- _Goal_: A verbatim copy of the records is required, with all pictures left out.

- _Records provided_:
+-------+
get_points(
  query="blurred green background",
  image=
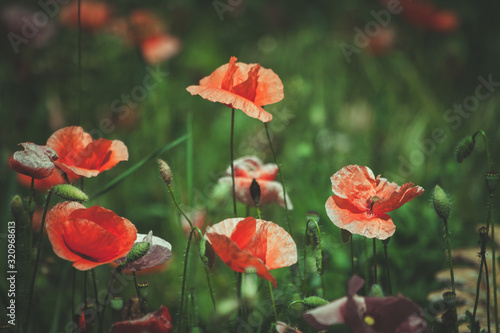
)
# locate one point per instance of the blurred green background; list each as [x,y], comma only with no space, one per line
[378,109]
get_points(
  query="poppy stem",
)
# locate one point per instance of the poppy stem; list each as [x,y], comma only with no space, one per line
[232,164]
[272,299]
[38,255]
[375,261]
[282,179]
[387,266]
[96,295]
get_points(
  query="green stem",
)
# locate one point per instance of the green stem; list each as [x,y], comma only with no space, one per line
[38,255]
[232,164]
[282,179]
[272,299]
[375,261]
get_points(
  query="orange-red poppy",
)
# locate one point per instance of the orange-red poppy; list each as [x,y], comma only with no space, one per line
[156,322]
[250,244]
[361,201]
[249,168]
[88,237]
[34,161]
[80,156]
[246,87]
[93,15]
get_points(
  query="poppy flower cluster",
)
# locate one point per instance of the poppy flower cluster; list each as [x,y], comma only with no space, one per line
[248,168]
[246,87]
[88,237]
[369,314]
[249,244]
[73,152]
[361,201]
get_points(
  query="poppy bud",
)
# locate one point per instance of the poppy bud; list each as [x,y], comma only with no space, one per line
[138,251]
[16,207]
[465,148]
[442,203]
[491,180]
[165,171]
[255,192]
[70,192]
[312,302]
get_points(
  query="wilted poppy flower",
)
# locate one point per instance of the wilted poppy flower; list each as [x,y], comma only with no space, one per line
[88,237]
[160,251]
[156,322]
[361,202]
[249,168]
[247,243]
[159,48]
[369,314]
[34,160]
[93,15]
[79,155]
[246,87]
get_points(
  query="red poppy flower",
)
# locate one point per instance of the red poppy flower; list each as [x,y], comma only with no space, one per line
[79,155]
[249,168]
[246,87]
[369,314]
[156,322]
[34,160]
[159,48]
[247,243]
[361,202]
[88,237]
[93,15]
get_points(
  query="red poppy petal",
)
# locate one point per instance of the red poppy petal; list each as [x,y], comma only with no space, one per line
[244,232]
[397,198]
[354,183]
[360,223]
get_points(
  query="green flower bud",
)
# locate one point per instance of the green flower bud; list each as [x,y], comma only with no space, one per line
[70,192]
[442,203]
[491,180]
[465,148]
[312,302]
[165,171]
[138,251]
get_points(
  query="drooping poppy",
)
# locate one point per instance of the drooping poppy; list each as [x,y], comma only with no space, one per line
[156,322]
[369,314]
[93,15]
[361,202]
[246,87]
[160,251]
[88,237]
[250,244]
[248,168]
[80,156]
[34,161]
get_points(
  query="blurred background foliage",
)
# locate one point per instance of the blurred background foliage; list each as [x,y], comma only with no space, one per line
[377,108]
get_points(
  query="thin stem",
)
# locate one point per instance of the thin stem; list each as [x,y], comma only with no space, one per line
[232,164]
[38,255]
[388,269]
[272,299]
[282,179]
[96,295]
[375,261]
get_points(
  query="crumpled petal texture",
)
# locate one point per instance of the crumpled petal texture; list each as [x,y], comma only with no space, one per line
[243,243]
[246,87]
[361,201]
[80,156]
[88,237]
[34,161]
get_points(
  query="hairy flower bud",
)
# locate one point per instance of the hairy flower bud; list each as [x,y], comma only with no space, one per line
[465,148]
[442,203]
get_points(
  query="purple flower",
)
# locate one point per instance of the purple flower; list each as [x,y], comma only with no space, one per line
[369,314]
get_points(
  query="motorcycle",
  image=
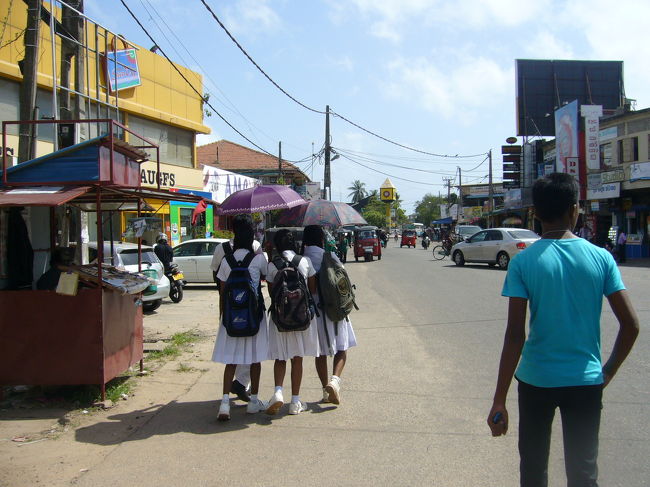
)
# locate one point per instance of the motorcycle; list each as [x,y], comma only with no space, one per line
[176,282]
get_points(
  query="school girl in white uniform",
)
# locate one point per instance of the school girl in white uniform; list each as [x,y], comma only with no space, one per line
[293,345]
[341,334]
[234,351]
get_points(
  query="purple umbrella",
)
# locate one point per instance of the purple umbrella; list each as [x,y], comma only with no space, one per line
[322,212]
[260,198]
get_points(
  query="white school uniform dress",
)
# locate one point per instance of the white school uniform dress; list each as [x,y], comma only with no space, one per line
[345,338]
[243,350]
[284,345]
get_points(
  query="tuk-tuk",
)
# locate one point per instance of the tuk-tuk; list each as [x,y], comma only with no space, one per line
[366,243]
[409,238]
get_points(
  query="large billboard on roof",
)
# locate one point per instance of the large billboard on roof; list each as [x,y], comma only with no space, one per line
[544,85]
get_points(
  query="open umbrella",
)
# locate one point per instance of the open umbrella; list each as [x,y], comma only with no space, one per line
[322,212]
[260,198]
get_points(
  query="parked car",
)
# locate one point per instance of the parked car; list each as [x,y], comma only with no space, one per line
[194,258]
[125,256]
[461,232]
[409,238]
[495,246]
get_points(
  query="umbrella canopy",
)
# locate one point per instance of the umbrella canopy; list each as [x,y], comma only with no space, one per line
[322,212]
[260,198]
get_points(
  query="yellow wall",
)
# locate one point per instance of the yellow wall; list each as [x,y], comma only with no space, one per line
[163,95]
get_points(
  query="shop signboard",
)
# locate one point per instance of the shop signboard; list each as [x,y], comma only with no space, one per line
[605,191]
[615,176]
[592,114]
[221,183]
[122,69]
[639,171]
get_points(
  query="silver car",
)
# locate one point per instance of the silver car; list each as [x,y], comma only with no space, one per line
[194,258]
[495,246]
+-------+
- _Response to the exercise_:
get_points(
  query="blurred green background",
  image=
)
# locate one point per instance of the blurred green background; list each as [x,y], comma only with no space, one per line
[378,109]
get_points(
  query="poppy stem",
)
# locate one point per instance of the poppy stem; list each as [x,y], comma only with no space, one per line
[232,164]
[272,299]
[38,255]
[375,261]
[282,179]
[387,266]
[96,295]
get_points(
  query="green stem",
)
# locate one point per instance of the green stem; list each as [x,y], comma only with no space, one per line
[38,255]
[232,164]
[282,179]
[272,299]
[375,261]
get_points(
  query="orange-red poppy",
)
# locate one point per instance of the orange-red poppy; list each as [x,y], comma only with no space, one per line
[156,322]
[250,244]
[361,201]
[249,168]
[88,237]
[34,161]
[80,156]
[246,87]
[93,15]
get_points(
  query="poppy flower cluster",
)
# locate one point per instance of the poppy flower cluster; list each as [x,y], comma only with no space, one per line
[248,168]
[246,87]
[88,237]
[369,314]
[249,244]
[73,152]
[361,201]
get_points(
  query="poppy bud",
)
# locate one point per instance of the poppy bud; list each as [x,y], comma only with no space, one per line
[138,251]
[16,207]
[465,148]
[442,203]
[491,180]
[165,171]
[255,192]
[70,192]
[312,302]
get_points(
  query="wilted poppy flower",
)
# locate one point per instance of the wilted poppy flower; list each as [x,y], comma only with no space, one per line
[88,237]
[160,251]
[156,322]
[361,202]
[249,168]
[247,243]
[159,48]
[369,314]
[34,160]
[93,15]
[79,155]
[246,87]
get_points(
  query="red poppy flower",
)
# locate one point per instance of the red poppy flower; list each as [x,y], comma only with no space, one per line
[79,155]
[249,168]
[246,87]
[369,314]
[156,322]
[34,160]
[159,48]
[247,243]
[361,202]
[88,237]
[93,15]
get_points(
  query="red poppy petal",
)
# locate one point per instance of the red poppy petal; list each as [x,y], comma only with no space, one per line
[244,232]
[397,198]
[354,183]
[360,223]
get_points(
  query="green flower bud",
)
# locate one point per instance of the green flower bud; list each as [x,y], comma only with no space, one per line
[70,192]
[442,203]
[491,180]
[465,148]
[312,302]
[165,171]
[138,251]
get_points(
  query="drooping poppy",
)
# locate one point per instance of the drooping poppy; list each as [x,y], comma only with no space, one per line
[156,322]
[369,314]
[93,15]
[361,202]
[246,87]
[160,251]
[88,237]
[250,244]
[248,168]
[80,156]
[34,161]
get_points(
  query="blurred background foliage",
)
# locate one point per instance of the blurred background foliage; list each as [x,y], comma only with no space, one per line
[377,108]
get_points(
  query="thin stem",
)
# locate one point per instance of the thin stem; list each as [x,y], comma only with no space, one per line
[232,164]
[38,255]
[388,269]
[272,299]
[282,179]
[96,295]
[375,261]
get_points(
  query="crumpled petal texture",
)
# locate one point per instance of the crumpled petal texture; list each as [x,y], comma only with no space, one per line
[243,243]
[246,87]
[361,201]
[80,156]
[88,237]
[34,161]
get_points(
  query="hairy flower bud",
)
# locate one point per instance of the hairy flower bud; list each as [x,y], comma only with no space, one per line
[465,148]
[442,203]
get_points(
  query="purple flower",
)
# locate one point per instance of the purple flower; list each as [x,y], comma only with no space, one per line
[369,314]
get_points(
  query="motorcycle",
  image=
)
# locate one point per instance of the motorcycle; list each as [x,y], comma only with no space, one per line
[176,282]
get_points(
  query="school girl in white uniform",
)
# locate one point per instance of the school girl in white uniform; list each as [x,y], comma only with no space, one per line
[293,345]
[341,334]
[234,351]
get_points(
  query="purple umbrella",
)
# locate one point per instance of the purple umbrella; list each as [x,y], comma only with no space, one per line
[322,212]
[260,198]
get_points(
  query="white school uniform dress",
)
# locate one point per instance of the white school uniform dress; list each as [x,y], comma only with no space, one per line
[345,338]
[243,350]
[284,345]
get_points(
  query="tuk-tuk",
)
# locate one point per instance of the tuk-tuk; list each as [x,y], comma only with no space, one per line
[366,243]
[409,238]
get_points(
  query="large billboard on roof",
)
# locate one point per instance of the large billboard on roof; list each as [x,y], comma only with no space, one per line
[544,85]
get_points(
  query="open umbrella",
)
# locate one point per instance of the open umbrella; list each as [x,y], comma only with no space, one per line
[322,212]
[260,198]
get_points(
  query="parked car",
)
# locate one point per instance of the parked car; list each as [x,y], comma only with no space, one per line
[194,258]
[125,256]
[461,232]
[409,238]
[495,246]
get_points(
  query="umbrella canopy",
)
# locate one point per instance of the umbrella canopy; list each as [x,y], comma only with no space, one per line
[322,212]
[260,198]
get_points(
  query="yellow wall",
)
# locate one point per instance of the yellow wall; list each as [x,y], comma only with no space, one per line
[163,95]
get_points(
  query="shop signboard",
)
# locate one point per instance of the shop signboard; list each as [x,y], comma only with no space, one per line
[605,191]
[615,176]
[592,114]
[221,183]
[122,69]
[639,171]
get_points(
  query="silver car",
)
# locate one point per instance of the silver car; list each as [x,y], comma only with no space, one per line
[194,258]
[495,246]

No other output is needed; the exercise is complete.